*Requests:*
1) In the passage on measuring happiness with Twitter data, retype the text between "###QUESTION" and "obtain twitter data.", inclusive.
2) According to the passage on measuring happiness with Twitter data, how many tweets per day were posted in 2013?

It is often stated that health and happiness are closely linked. Quantifiable evidence to that effect is however hard to come by.  One of many reasons for this that happiness is an ambiguous concept -- easy to recognize in oneself but often harder to detect, much less measure, in others.  Yet, if there was ever an opportune time to make a reasonable attempt at quantifying happiness in the population, it is now.  The rapid worldwide adoption of social media platforms in recent years has tremendously increased the amount, spontaneity and frequency of human communication.   Twitter usage alone grew six orders of magnitude from 5,000 tweets per day in 2007 to 500,000,000 tweets per day in 2013 http://www.internetlivestats.com/twitter-statistics/. And because the data is recorded electronically, it has another very attractive advantage over verbal communication for a data scientist - persistence.  It is remains available to be parsed and analyzed as new analysis methods and expertise become available long after the data was generated.  Studies have shown that self-disclosure in online communication is more frequent and revealing than in face-to-face communication presumably due to anonymity and physical distance https://en.wikipedia.org/wiki/Self-disclosure.  Together, all these factors translate into the availability of huge volumes of data to work with in trying to gauge a phenomenon as nebulous as happiness.  A number of researchers have taken advantag of these characteristics of mordern online communication and attempted to measure happiness using twitter data, for example http://hedonometer.org/index.html. We therefore leveraged the experiences published by other researches to inform our approach on how go about this project. Being able to reliably measure happiness opens the door to trying to find out what the determinants of happiness in the human population are. In particular we were interested in investigate whether public health outcomes released in various government and non-profit orgabnization reports have any relationship with happiness as measured on twitter.   

See our project homepage [here](http://hackersforhumanhealth.me).


###QUESTION
------

The main question we wanted to answer is: Do happier people generally experience better health and do healthier people experience more happiness?    To do this, we assumed that happiness as expressed in twitter communication is a surrogate for genuine happiness in the human population.  That of course is a big assumption but we felt that it is as good a starting point as you can get for investigating this very challenging problem.  Our first task was to obtain twitter data.

(Collection entries)
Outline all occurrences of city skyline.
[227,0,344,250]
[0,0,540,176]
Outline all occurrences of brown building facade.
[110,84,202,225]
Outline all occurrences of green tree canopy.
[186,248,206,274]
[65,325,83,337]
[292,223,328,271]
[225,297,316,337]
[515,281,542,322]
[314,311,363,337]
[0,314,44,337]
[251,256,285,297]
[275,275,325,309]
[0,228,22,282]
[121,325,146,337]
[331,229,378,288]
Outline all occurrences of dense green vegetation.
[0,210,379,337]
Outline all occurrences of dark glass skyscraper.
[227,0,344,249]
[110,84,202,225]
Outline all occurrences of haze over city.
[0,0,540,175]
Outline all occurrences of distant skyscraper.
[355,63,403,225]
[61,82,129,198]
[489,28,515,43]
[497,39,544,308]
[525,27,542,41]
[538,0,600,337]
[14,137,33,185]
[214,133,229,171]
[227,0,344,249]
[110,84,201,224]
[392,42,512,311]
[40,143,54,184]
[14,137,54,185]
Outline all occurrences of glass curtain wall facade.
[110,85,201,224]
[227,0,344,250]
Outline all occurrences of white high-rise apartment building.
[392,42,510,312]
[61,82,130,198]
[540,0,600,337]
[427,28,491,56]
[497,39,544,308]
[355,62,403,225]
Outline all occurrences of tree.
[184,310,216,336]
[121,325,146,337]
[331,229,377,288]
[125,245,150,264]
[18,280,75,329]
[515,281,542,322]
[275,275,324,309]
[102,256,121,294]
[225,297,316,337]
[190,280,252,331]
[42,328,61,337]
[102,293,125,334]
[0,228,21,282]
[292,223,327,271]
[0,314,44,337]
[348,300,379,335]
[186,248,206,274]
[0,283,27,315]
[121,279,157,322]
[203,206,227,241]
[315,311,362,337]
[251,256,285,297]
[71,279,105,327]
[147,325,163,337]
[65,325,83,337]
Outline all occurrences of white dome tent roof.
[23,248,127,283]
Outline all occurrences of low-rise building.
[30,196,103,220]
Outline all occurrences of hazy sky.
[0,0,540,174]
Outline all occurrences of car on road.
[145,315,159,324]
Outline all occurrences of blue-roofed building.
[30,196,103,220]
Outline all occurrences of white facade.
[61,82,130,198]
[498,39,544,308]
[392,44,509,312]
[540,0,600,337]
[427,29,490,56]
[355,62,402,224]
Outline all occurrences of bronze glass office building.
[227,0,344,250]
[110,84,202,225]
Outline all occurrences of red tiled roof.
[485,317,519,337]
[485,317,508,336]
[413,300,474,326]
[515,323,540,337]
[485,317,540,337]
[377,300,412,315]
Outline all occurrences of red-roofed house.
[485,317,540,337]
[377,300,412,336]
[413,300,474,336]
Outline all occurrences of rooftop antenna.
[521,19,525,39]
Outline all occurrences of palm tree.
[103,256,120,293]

*Solutions below:*
1)
###QUESTION
------

The main question we wanted to answer is: Do happier people generally experience better health and do healthier people experience more happiness?    To do this, we assumed that happiness as expressed in twitter communication is a surrogate for genuine happiness in the human population.  That of course is a big assumption but we felt that it is as good a starting point as you can get for investigating this very challenging problem.  Our first task was to obtain twitter data.

2) 500,000,000 tweets per day.